[Dataset excerpt]
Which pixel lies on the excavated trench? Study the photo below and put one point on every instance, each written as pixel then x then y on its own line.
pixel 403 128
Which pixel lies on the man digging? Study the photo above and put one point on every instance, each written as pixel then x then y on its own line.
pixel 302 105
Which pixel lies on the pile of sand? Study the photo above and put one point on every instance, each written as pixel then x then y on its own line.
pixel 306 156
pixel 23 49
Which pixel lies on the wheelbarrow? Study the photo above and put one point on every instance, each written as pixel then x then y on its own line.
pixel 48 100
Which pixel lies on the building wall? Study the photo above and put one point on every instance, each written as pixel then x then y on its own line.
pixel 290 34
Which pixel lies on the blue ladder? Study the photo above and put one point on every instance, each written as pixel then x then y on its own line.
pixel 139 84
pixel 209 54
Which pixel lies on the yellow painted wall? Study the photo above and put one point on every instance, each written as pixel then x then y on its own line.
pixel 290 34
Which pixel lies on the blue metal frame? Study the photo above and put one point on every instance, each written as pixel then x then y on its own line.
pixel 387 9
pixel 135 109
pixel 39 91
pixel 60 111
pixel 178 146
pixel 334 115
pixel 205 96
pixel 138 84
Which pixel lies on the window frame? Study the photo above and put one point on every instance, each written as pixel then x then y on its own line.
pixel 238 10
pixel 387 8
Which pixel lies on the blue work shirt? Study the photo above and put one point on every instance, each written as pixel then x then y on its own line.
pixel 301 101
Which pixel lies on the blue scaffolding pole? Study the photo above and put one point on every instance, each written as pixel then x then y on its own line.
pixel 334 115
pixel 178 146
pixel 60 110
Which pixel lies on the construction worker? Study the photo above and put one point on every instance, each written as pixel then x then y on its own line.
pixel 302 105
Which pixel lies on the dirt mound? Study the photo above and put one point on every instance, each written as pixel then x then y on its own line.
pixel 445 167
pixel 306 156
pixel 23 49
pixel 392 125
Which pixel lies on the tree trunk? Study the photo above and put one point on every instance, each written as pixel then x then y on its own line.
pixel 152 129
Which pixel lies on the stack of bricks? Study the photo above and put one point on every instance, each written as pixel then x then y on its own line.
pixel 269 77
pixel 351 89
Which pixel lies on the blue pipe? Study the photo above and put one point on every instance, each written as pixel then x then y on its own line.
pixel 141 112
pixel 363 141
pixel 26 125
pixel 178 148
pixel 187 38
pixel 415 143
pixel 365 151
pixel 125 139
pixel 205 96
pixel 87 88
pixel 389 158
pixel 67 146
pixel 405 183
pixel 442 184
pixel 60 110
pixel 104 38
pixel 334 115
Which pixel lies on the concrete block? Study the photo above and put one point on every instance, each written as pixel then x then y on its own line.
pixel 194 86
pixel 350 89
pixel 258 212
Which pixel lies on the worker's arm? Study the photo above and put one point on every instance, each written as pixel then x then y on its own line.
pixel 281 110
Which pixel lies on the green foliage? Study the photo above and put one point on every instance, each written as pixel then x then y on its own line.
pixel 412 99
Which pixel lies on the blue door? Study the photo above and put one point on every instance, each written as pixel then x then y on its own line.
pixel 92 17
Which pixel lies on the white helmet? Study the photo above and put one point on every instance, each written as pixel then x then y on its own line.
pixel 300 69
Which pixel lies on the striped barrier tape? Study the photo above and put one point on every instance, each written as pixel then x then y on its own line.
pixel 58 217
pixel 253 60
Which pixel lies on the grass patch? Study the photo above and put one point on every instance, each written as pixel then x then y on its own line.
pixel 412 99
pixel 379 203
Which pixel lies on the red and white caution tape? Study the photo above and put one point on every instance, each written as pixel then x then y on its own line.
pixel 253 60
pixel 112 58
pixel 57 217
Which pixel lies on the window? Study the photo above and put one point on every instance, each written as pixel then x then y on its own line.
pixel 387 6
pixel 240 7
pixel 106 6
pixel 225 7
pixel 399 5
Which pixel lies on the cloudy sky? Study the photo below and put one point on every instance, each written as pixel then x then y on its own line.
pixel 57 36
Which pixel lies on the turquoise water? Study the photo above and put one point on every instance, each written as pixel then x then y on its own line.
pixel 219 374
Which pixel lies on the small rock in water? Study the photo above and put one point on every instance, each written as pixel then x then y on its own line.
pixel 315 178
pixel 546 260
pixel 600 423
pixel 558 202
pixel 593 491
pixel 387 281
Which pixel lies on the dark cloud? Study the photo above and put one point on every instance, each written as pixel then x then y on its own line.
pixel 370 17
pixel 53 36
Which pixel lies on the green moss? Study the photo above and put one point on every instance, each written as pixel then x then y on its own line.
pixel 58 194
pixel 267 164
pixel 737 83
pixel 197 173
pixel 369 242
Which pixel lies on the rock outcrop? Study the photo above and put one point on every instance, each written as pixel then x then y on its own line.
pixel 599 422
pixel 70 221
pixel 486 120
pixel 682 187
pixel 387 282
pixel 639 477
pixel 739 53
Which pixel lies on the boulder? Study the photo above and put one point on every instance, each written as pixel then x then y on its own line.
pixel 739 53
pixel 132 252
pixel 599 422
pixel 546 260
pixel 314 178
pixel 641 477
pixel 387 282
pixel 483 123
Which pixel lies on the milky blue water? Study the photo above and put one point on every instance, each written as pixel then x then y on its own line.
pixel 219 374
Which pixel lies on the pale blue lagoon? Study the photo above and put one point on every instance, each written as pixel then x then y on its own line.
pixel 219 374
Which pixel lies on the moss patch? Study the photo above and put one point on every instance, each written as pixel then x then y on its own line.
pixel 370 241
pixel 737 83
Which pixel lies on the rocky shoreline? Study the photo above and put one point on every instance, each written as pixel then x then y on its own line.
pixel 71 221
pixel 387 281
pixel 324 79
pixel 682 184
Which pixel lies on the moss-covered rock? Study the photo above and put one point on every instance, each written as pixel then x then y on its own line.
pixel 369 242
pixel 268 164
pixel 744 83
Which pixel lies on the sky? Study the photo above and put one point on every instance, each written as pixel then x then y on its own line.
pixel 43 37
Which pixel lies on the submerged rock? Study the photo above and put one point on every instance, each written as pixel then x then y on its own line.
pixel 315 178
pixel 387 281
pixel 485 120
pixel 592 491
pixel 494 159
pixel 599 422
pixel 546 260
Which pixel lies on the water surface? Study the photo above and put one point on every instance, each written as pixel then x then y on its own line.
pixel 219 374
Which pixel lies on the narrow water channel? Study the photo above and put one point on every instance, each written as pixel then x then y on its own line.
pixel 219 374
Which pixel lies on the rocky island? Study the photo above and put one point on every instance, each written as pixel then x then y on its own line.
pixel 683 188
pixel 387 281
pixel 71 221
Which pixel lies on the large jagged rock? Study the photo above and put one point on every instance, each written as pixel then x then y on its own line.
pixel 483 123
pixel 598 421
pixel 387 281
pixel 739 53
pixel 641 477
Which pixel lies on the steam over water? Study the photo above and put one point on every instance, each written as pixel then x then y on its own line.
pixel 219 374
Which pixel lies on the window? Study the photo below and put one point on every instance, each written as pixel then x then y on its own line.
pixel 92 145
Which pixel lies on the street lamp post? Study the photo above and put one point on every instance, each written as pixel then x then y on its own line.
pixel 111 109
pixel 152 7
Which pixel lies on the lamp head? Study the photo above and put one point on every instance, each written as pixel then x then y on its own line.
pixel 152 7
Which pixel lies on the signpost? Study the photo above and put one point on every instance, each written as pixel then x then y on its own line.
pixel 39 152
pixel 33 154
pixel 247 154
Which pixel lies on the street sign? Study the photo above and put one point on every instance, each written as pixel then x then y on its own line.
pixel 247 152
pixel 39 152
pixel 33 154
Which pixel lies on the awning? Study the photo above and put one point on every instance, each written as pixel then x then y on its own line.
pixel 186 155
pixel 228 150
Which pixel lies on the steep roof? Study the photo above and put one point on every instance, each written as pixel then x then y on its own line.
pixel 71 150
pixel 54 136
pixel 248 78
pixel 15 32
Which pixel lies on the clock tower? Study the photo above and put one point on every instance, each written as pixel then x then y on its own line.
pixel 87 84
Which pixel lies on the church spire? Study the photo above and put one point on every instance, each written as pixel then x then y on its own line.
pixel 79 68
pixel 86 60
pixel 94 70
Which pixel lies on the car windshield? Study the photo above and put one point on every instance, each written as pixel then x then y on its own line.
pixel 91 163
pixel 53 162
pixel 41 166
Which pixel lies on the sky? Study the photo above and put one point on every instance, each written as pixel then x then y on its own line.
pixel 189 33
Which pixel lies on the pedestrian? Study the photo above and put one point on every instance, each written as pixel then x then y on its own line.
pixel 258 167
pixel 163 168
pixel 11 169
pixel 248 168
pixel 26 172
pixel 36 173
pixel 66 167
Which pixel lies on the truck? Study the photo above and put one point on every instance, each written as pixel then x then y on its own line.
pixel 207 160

Task objective: Reproduce the lines of the records verbatim, beginning with the line containing "Which pixel lies on the blue metal" and continuing through the line containing "pixel 301 101", both included.

Solution to the problem:
Which pixel lies on the blue metal frame? Study the photo above and put one point on every instance, each written as pixel then x then y on its own line.
pixel 387 9
pixel 135 109
pixel 39 91
pixel 60 111
pixel 178 146
pixel 334 115
pixel 205 96
pixel 138 84
Which pixel lies on the window frame? Study the photo above and put one point on every instance, each written as pixel then x then y on its own line.
pixel 238 10
pixel 387 8
Which pixel lies on the blue work shirt? Study the photo above and put one point on every instance, each written as pixel then x then y on its own line.
pixel 301 101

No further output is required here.